++++ STORED RECORDS ++++

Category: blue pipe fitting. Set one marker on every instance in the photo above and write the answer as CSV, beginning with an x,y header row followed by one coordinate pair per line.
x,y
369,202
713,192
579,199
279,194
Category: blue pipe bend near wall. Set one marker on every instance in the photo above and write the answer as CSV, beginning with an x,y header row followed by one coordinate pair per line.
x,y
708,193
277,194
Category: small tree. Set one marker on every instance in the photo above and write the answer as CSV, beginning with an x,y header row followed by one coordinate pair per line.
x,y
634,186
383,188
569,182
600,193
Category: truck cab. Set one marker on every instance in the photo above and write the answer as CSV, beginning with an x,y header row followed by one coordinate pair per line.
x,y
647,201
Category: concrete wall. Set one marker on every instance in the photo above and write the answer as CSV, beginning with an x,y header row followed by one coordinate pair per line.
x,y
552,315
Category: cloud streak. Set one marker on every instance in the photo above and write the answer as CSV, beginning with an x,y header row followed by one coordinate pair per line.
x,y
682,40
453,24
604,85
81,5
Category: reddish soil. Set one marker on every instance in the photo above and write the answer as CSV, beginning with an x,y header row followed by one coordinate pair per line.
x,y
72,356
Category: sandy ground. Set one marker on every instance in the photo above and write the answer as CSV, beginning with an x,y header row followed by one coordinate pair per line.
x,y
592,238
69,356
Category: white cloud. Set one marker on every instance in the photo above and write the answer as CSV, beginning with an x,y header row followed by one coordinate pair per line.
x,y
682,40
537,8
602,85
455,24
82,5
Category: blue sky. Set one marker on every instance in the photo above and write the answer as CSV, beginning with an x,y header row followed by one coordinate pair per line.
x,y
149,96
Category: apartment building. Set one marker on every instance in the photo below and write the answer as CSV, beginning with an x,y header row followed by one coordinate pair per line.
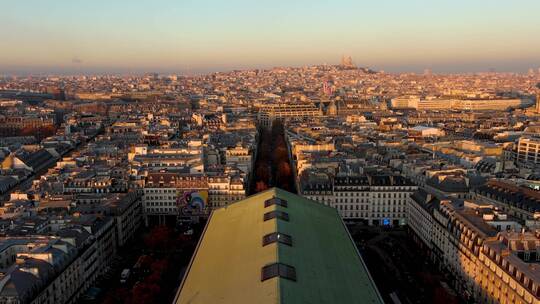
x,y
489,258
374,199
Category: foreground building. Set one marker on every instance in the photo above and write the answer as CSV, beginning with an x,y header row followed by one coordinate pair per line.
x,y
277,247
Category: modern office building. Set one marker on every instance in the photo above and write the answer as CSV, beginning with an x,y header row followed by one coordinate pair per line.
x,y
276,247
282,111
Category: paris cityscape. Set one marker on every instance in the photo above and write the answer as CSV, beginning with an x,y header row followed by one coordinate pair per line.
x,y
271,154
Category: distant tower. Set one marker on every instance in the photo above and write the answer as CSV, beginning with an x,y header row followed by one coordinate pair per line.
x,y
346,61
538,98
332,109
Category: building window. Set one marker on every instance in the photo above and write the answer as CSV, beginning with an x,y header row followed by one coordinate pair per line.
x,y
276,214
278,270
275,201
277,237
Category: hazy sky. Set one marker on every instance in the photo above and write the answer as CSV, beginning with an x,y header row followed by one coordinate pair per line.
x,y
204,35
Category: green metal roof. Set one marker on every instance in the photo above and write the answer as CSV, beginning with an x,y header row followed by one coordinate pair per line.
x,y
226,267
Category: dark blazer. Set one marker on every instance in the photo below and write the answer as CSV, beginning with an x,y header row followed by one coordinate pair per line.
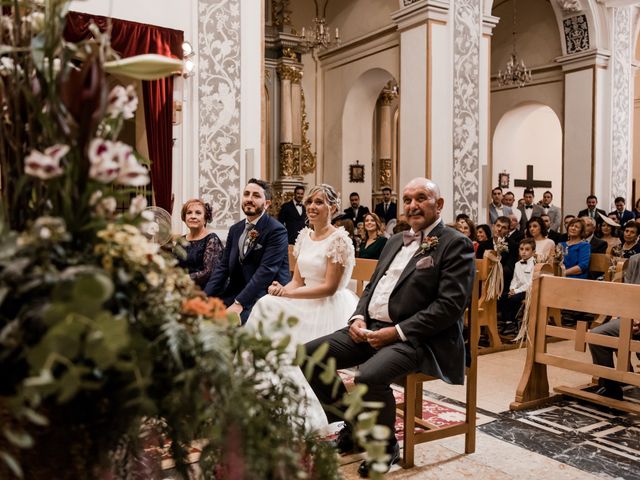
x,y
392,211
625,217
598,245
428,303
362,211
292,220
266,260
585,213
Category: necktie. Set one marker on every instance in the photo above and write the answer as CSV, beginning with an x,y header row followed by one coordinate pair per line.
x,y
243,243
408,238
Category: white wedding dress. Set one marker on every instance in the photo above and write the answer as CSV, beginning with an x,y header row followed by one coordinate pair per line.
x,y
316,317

++++

Convert every line of the records above into a JSON list of strings, one string per line, skipping blank lines. Leave the pictures out.

#### EXPECTED ANSWER
[
  "Category: blue pipe fitting. Set one marker on every instance in the photo above and write the answer as CSV, beginning with an x,y header row followed by one coordinate pair per line.",
  "x,y",
  "369,202",
  "713,192",
  "579,199",
  "279,194",
  "Category: blue pipe bend near wall. Set one marker on every instance in the photo above and write the answer as CSV, beginning with an x,y header row followed by one coordinate pair per line.",
  "x,y",
  "708,193",
  "277,194",
  "Category: small tree. Set one marker on every instance in the photo above and write the answer as CSV, beginning with an x,y header row followed by one coordinate pair per line.",
  "x,y",
  "634,186",
  "383,188",
  "569,182",
  "600,193",
  "Category: truck cab. Set one marker on every instance in the photo above and write the answer as CSV, beginning with an x,y header row followed by one coordinate pair per line.",
  "x,y",
  "647,201",
  "Category: concrete wall. Set one marker on every instance in the photo above and write the answer as CSV, beginning with an x,y header row followed by one coordinate pair per line.",
  "x,y",
  "552,315",
  "Category: cloud streak. Set one marker on every instance in the photo above and write the answer as CSV, beginning with an x,y header row followed by one coordinate pair per line.",
  "x,y",
  "682,40",
  "453,24",
  "604,85",
  "81,5",
  "Category: reddish soil. Set one marker on every instance in the photo above and write the answer as CSV, beginning with an x,y header row followed by one coordinate pair per line.",
  "x,y",
  "72,356",
  "Category: sandy ground. Set one marker on every instance in the photo above and write the answer as CSV, beginning with an x,y header row followed by one coordinate pair per line.",
  "x,y",
  "592,238",
  "69,356",
  "Category: white cloud. Set one marker on every instance in the photo above and write the answer as CSV, beginning with an x,y header row followed by one coordinate pair per line.",
  "x,y",
  "682,40",
  "537,8",
  "602,85",
  "455,24",
  "82,5",
  "Category: blue sky. Set one marker on every instance in the photo above and write the answer as CSV, beginning with an x,y header row followed by one coordinate pair per line.",
  "x,y",
  "149,96",
  "Category: apartment building. Set one marker on every instance in the photo below and write the answer as CSV, beginning with an x,y header row followed by one coordinate pair per line.",
  "x,y",
  "489,258",
  "374,199",
  "Category: foreground building. Set one marker on every instance in the photo above and write the answer as CSV, beginning with an x,y header row followed by one coordinate pair per line.",
  "x,y",
  "277,247",
  "Category: modern office building. Set one marker on every instance in the photo above and write the answer as CSV, beginning with an x,y header row followed by one coordinate pair per line.",
  "x,y",
  "276,247",
  "282,111",
  "Category: paris cityscape. Set one marker on every instance in the photo above and write the answer as CSV, beginning with an x,y header row followed by one coordinate pair per line.",
  "x,y",
  "271,154",
  "Category: distant tower. Set one marker on every instance in the photo above and write the answer as CSV, beginning with an x,y header row followed by one coordinate pair per line.",
  "x,y",
  "346,61",
  "538,98",
  "332,109",
  "Category: building window. Set one marker on every instance in the photo above and write the answer as CSV, beginning with an x,y header row followed by one coordinate pair per line.",
  "x,y",
  "276,214",
  "278,270",
  "275,201",
  "277,237",
  "Category: hazy sky. Set one marker on every instance in the photo above and write the answer as CSV, beginning with an x,y header row followed by one coordinate pair per line.",
  "x,y",
  "204,35",
  "Category: green metal roof. Set one marker on every instance in the photo above and write the answer as CSV, beginning with an x,y header row followed by one coordinate pair per line.",
  "x,y",
  "226,267",
  "Category: dark blazer. Set one marker on every instance in the photo below and write the answer as CSV, beginning with an x,y header row followed by one coordinate pair per line.",
  "x,y",
  "392,211",
  "625,217",
  "598,245",
  "428,303",
  "362,211",
  "292,220",
  "266,260",
  "585,213",
  "Category: necktie. Set one marker on every instance in the photo above and write the answer as CSV, beginning with an x,y header row followed by one coordinate pair per line.",
  "x,y",
  "243,243",
  "408,238",
  "Category: white wedding dress. Set one marker on every instance in the photo above and write the answer as CSV, beginning with an x,y header row followed by one coordinate pair per line.",
  "x,y",
  "316,317"
]